Segmentation data:
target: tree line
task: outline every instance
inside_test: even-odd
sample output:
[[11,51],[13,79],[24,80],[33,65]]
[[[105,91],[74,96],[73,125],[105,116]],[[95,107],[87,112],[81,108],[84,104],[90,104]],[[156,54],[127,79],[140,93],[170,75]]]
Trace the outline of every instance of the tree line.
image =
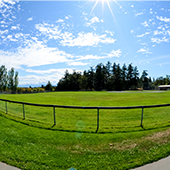
[[139,77],[137,66],[132,63],[122,67],[120,64],[108,61],[106,65],[99,63],[95,68],[81,72],[73,71],[72,74],[66,70],[64,77],[57,85],[57,90],[77,91],[77,90],[129,90],[142,88],[144,90],[153,89],[154,84],[148,77],[147,70],[143,70]]
[[15,72],[14,68],[7,71],[7,68],[2,65],[0,67],[0,91],[17,91],[18,84],[18,72]]

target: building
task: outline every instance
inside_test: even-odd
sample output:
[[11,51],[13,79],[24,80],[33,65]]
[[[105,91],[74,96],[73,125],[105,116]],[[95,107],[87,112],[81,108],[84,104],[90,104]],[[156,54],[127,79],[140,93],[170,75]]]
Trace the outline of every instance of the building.
[[160,85],[158,86],[158,90],[170,90],[170,85]]

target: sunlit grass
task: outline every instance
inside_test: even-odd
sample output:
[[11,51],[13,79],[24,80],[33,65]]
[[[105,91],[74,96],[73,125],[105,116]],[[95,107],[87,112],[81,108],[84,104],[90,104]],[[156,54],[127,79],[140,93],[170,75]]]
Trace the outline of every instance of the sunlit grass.
[[[0,98],[39,104],[73,106],[136,106],[169,103],[165,93],[55,92],[0,95]],[[170,153],[169,107],[96,110],[25,106],[0,101],[0,161],[25,170],[131,169]],[[92,132],[92,133],[91,133]]]

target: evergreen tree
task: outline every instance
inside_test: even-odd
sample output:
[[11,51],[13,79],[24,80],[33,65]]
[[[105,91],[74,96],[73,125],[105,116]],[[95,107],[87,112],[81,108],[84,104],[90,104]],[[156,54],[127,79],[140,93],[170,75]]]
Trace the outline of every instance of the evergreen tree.
[[7,69],[4,65],[0,67],[0,91],[5,91],[7,88]]
[[127,88],[130,89],[132,88],[133,85],[133,66],[132,63],[129,64],[128,69],[127,69]]
[[45,86],[45,90],[52,91],[52,89],[53,89],[53,86],[52,86],[51,82],[48,81],[47,85]]
[[149,81],[147,76],[148,76],[147,70],[143,70],[141,80],[144,90],[149,90]]
[[126,67],[126,64],[124,64],[122,67],[122,85],[123,85],[123,90],[126,90],[127,89],[127,67]]

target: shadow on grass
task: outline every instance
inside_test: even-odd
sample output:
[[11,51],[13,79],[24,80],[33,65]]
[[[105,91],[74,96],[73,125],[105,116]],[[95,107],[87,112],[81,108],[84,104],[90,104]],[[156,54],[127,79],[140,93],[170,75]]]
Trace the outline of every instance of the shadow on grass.
[[[71,130],[71,129],[61,129],[61,128],[57,128],[57,125],[51,125],[51,124],[44,124],[43,122],[37,121],[37,120],[26,120],[14,115],[10,115],[10,114],[6,114],[2,111],[0,111],[0,116],[10,119],[12,121],[15,121],[17,123],[21,123],[23,125],[27,125],[30,127],[35,127],[35,128],[39,128],[39,129],[45,129],[45,130],[52,130],[52,131],[61,131],[61,132],[80,132],[78,130]],[[96,129],[94,129],[94,131],[92,130],[82,130],[81,133],[92,133],[92,134],[114,134],[114,133],[132,133],[132,132],[140,132],[140,131],[152,131],[152,130],[156,130],[156,129],[163,129],[163,128],[168,128],[170,127],[170,122],[167,123],[162,123],[162,124],[153,124],[153,127],[144,127],[143,125],[139,125],[139,126],[126,126],[126,127],[112,127],[112,130],[114,131],[99,131],[96,133]],[[96,127],[97,128],[97,127]]]

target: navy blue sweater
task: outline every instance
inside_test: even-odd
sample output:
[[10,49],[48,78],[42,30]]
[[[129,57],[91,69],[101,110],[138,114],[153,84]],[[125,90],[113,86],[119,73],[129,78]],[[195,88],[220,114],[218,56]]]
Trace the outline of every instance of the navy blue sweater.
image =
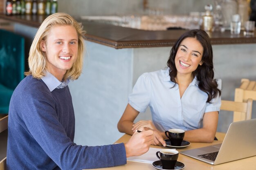
[[81,170],[126,163],[124,144],[74,143],[75,117],[67,86],[52,92],[31,76],[18,86],[10,103],[7,170]]

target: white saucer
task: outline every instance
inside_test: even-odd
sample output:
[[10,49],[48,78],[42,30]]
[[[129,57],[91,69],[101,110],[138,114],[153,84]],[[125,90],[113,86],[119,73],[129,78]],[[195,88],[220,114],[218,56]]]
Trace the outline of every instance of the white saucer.
[[[165,169],[163,169],[163,166],[162,166],[162,163],[161,161],[156,161],[152,163],[152,166],[155,168],[161,170],[166,170]],[[185,165],[182,162],[179,162],[177,161],[175,164],[175,166],[174,169],[172,169],[174,170],[182,170],[185,168]]]
[[190,145],[190,142],[187,141],[184,141],[183,140],[181,143],[181,145],[180,146],[172,146],[171,144],[171,141],[170,139],[164,139],[165,143],[166,143],[166,146],[169,146],[172,148],[175,148],[178,149],[181,149],[182,148],[186,148],[186,147]]

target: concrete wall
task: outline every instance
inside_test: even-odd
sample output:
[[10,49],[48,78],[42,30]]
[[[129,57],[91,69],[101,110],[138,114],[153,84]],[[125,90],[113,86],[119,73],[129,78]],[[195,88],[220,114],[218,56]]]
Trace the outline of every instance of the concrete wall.
[[[76,119],[75,141],[89,146],[112,144],[123,134],[117,122],[128,95],[144,73],[166,66],[171,47],[115,49],[86,42],[83,73],[69,85]],[[242,78],[256,79],[254,44],[213,46],[215,77],[222,79],[222,98],[234,100]],[[254,105],[253,110],[256,110]],[[253,112],[253,118],[256,118]],[[149,109],[135,120],[151,119]],[[233,113],[220,113],[218,131],[226,132]]]

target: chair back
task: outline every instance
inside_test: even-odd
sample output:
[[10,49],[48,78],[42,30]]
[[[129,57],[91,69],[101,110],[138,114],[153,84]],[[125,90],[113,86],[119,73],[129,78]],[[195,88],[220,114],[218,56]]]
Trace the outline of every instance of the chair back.
[[24,77],[25,40],[0,29],[0,84],[14,90]]
[[228,100],[221,100],[220,110],[231,111],[240,113],[236,121],[251,119],[252,110],[252,99],[249,99],[246,102],[238,102]]
[[[8,128],[8,116],[0,119],[0,133]],[[0,160],[0,170],[6,170],[6,157]]]
[[[235,101],[244,102],[249,99],[256,100],[256,82],[242,79],[240,86],[235,90]],[[238,121],[240,116],[240,113],[234,112],[233,121]]]

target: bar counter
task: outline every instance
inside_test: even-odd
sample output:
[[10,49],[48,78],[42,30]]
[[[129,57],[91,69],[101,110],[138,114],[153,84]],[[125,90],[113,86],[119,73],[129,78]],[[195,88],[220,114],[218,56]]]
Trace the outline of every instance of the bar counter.
[[[0,18],[35,27],[39,26],[46,16],[42,15],[6,16]],[[115,49],[172,46],[177,39],[187,30],[145,31],[88,22],[76,19],[83,23],[89,41]],[[213,45],[256,43],[256,37],[245,37],[241,31],[239,35],[232,35],[229,31],[209,33]]]

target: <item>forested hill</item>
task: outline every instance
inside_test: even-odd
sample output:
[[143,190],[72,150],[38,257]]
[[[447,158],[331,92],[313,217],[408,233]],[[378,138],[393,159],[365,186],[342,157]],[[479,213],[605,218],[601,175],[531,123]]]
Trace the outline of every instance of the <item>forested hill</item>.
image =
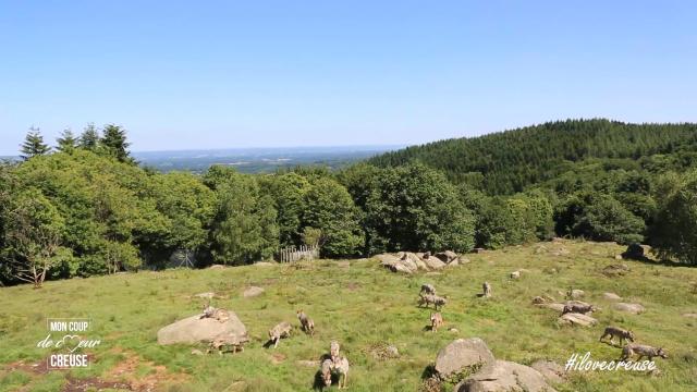
[[[475,182],[490,194],[512,194],[557,176],[565,162],[588,158],[638,160],[674,154],[697,160],[697,124],[628,124],[604,119],[548,122],[479,137],[413,146],[377,156],[380,167],[421,161],[455,183]],[[689,164],[688,164],[689,166]]]

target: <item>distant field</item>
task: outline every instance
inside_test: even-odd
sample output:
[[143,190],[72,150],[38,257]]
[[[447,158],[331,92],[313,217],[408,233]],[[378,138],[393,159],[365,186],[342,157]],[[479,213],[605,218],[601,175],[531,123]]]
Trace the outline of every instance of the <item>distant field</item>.
[[322,166],[339,169],[396,149],[396,146],[239,148],[220,150],[133,152],[143,166],[160,171],[204,172],[212,164],[231,166],[243,173],[270,173],[279,168]]
[[[467,255],[469,264],[441,274],[404,277],[382,269],[375,259],[302,262],[271,267],[139,272],[0,289],[0,390],[57,391],[68,382],[85,388],[161,391],[297,391],[310,390],[317,360],[337,339],[352,364],[350,391],[416,391],[438,351],[456,338],[479,336],[494,356],[522,364],[552,359],[564,364],[573,353],[616,359],[620,348],[598,342],[602,329],[617,324],[634,330],[637,341],[663,346],[669,359],[657,359],[660,376],[629,372],[573,373],[559,391],[694,391],[697,384],[697,269],[623,261],[631,271],[620,278],[600,273],[615,244],[550,242]],[[509,273],[525,268],[512,281]],[[557,272],[553,271],[557,270]],[[493,297],[480,299],[484,281]],[[429,310],[416,306],[424,282],[449,296],[442,314],[445,328],[425,330]],[[243,298],[258,285],[266,293]],[[586,292],[585,301],[601,308],[592,328],[558,327],[558,314],[530,304],[536,295],[562,301],[570,287]],[[213,305],[234,310],[252,342],[244,353],[192,355],[191,346],[159,346],[157,331],[197,314],[212,291]],[[646,307],[641,315],[612,309],[602,298],[614,292]],[[315,319],[314,338],[296,333],[278,350],[264,348],[266,332],[288,320],[297,327],[298,308]],[[37,348],[47,317],[89,317],[100,346],[88,350],[95,363],[80,371],[46,371],[49,351]],[[450,332],[456,328],[458,332]],[[383,344],[400,351],[380,360],[371,352]],[[203,345],[197,348],[205,351]],[[33,366],[39,364],[39,366]],[[82,380],[82,381],[81,381]],[[332,387],[335,389],[335,387]],[[452,385],[448,385],[448,391]]]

■ **What is required**
Copy word for word the part of the listing above that opens with the line containing "target: building" and closes with the line containing "[[160,85],[158,86],[158,90],[170,90],[170,85]]", keeping both of those lines.

■ **Response below**
target: building
task: outline every instance
inside_test: even-odd
sample output:
[[11,51],[13,79],[24,80],[33,65]]
[[[105,91],[74,96],[73,125],[105,116]],[[95,107],[87,112],[81,108],[84,104],[90,104]],[[156,54],[127,79],[140,93],[170,75]]]
Trace the outline of every instance of the building.
[[160,85],[158,86],[158,90],[170,90],[170,85]]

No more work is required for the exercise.